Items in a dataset
▼

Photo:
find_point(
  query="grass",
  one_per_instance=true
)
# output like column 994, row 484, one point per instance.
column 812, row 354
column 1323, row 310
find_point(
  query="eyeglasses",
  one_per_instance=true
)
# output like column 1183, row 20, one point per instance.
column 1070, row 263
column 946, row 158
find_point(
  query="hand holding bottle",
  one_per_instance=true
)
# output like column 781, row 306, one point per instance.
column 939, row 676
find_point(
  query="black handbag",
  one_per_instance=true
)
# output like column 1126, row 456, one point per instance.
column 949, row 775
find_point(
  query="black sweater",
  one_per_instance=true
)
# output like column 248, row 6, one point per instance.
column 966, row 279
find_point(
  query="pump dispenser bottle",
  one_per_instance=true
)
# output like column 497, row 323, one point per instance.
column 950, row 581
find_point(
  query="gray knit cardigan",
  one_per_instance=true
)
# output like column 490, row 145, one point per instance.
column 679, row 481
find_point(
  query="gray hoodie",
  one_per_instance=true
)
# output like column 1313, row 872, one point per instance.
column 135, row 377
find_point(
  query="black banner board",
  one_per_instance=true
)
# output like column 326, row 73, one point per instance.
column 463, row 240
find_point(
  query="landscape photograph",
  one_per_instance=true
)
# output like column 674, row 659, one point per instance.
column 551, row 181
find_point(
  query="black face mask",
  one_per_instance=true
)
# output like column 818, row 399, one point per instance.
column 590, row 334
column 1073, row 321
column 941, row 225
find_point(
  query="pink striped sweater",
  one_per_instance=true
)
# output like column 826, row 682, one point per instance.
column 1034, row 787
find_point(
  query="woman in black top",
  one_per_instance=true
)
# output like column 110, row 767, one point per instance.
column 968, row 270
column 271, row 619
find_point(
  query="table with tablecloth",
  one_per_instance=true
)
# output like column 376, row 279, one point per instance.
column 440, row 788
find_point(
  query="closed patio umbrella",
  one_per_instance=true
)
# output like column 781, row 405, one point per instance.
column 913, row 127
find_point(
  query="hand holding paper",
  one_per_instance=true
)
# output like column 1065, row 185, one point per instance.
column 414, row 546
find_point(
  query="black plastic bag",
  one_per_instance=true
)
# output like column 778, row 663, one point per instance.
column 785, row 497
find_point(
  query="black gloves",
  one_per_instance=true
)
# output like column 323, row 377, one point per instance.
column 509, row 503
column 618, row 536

▲

> _Exercise_
Reproduce all of the records above word for word, with nothing changed.

> _Response_
Photo:
find_point(
  query="grass",
  one_per_instance=true
)
# output like column 994, row 484, one point per instance.
column 812, row 354
column 1323, row 310
find_point(
  query="eyeglasses",
  one_per_instance=true
)
# output like column 1183, row 20, one point per instance.
column 1070, row 263
column 946, row 158
find_point(
  query="hand holding bottle",
  one_per_instance=true
)
# output like column 781, row 306, one point per instance.
column 939, row 676
find_point(
  query="black handbag",
  one_per_instance=true
)
# output like column 1126, row 456, one point per instance.
column 949, row 775
find_point(
  query="black sweater",
  one_per_instance=true
)
# output like column 248, row 6, one point per instance.
column 966, row 279
find_point(
  query="pump dispenser bottle",
  one_per_instance=true
)
# output like column 497, row 323, one point per instance.
column 950, row 581
find_point(
  query="gray knit cardigan",
  one_per_instance=true
)
# output like column 490, row 145, one point per instance.
column 679, row 481
find_point(
  query="gray hoodie",
  one_per_instance=true
)
# output like column 1313, row 872, one point per instance.
column 135, row 377
find_point(
  query="black banner board",
  one_per_instance=true
)
# output like column 326, row 73, one point per instance.
column 463, row 240
find_point(
  query="landscape photograph",
  one_per_instance=true
)
# output like column 674, row 659, one point per instance.
column 551, row 181
find_point(
  query="black face mask",
  one_per_instance=true
)
# output like column 818, row 399, one point per instance.
column 590, row 334
column 1073, row 321
column 941, row 225
find_point(
  query="pink striped sweater",
  one_per_instance=true
)
# output like column 826, row 682, one point per instance.
column 1034, row 787
find_point(
  query="woman in black top",
  one_per_instance=true
)
# output like column 110, row 767, one point per instance.
column 968, row 270
column 271, row 619
find_point(
  query="table with tablecloth",
  one_per_instance=true
)
# output like column 376, row 279, one point per instance.
column 440, row 788
find_point(
  query="closed patio umbrella",
  one_per_instance=true
)
# output like column 781, row 405, one point per instance.
column 913, row 127
find_point(
  query="hand holding paper",
  one_per_instance=true
)
# output like column 1065, row 185, one point per instance.
column 414, row 546
find_point(
  query="black plastic bag",
  one_per_instance=true
)
# output like column 778, row 663, one point per instance.
column 785, row 497
find_point(
  query="black gloves",
  one_per_instance=true
)
# output like column 323, row 377, one point per instance.
column 509, row 503
column 618, row 536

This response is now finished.